EXCERPT TO READ =
__________________________________________________

Hi Steve,
Steve Howe wrote:
> Wednesday, March 22, 2006, 1:38:50 PM, you wrote:
>> 2) string formatting in Python was the other problem. The major bottleneck in
>> tree setup in bench.py was the python function that builds the element names
>> based on loop variables (PyString_Format). Meaning, the bottleneck was
>> /outside/ the tested code this time.
>
> I wonder if running the same tests on cElementTree would point similar
> results in what concerns to the Python function calls.
Go ahead, try, using KCachegrind is pure fun! :)
> Do you have any results (or impressions) on this ?
I didn't check, but I don't think it suffers so much from Python performance.
As Fredrik said, cElementTree builds Python objects on the way in, so all you
should see when /accessing/ data is Python's call overhead rather than any
substantial calculations.

__________________________________________________

DATASET EXCERPT =
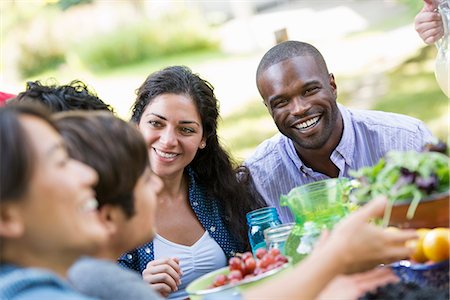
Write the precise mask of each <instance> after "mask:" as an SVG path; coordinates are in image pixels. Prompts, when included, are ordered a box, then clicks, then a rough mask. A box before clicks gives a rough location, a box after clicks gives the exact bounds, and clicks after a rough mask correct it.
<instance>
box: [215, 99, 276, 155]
mask: <svg viewBox="0 0 450 300" xmlns="http://www.w3.org/2000/svg"><path fill="white" fill-rule="evenodd" d="M218 131H219V136H220V137H221V141H222V144H223V145H224V146H226V147H227V148H228V149H229V151H230V153H232V154H233V156H234V157H235V158H236V160H238V161H239V160H243V159H244V158H245V157H247V156H249V155H250V154H251V153H252V152H253V150H254V149H255V147H256V146H257V145H258V144H259V143H261V142H262V141H264V140H265V139H267V138H269V137H271V136H272V135H274V134H275V133H276V132H277V131H278V130H277V128H276V126H275V124H274V122H273V120H272V117H271V116H270V114H269V112H268V111H267V109H266V107H265V106H264V104H263V103H262V102H261V101H259V100H256V99H255V100H252V101H251V102H249V103H248V104H246V105H245V106H244V107H242V108H239V111H238V112H236V113H233V114H230V115H228V116H226V117H224V118H223V119H222V120H221V122H220V123H219V130H218Z"/></svg>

__________________________________________________

TASKS =
1: Answer these questions from the mailing-list reply, one line per answer marked (a) and (b).
(a) What is the name of the Python function that was the major bottleneck in tree setup in bench.py?
(b) According to Fredrik, what does cElementTree build on the way in?
2: Sum up the mailing-list reply in two sentences.
3: Write the next part of the mailing-list reply, continuing after its last sentence.

YOUR WRITTEN ANSWERS =
1:
(a) PyString_Format
(b) Python objects

2: Python string formatting was the major bottleneck in tree setup in bench.py, which put the bottleneck outside the tested code, and Steve Howe asked whether cElementTree would show similar results for Python function calls. The reply suggests trying it with KCachegrind and expects that cElementTree does not suffer much from Python performance, since it builds Python objects on the way in and accessing data should show only Python's call overhead.

3:
I think that's totally the right optimization, but it is difficult to do
something similar in lxml, since we also get entire trees from the parser. It
wouldn't be a good idea to traverse them to build Python objects - we don't
even know if they would be used. All we could do is cache Python objects once
they were built. The Proxy mechanism would be the right place to keep
references to text and tag objects. Also, you could to change the current way
Python element proxies are deallocated to keep them alive as long as any of
them is really used. But that's non-trivial.
Anyway, to make me implement that, I would really have to be convinced that
it's worth it - and I absolutely don't see enough of a speed-up behind these
optimizations to encourage such a huge effort. Especially the text and tag
properties are bound by call overhead, not by object creation time.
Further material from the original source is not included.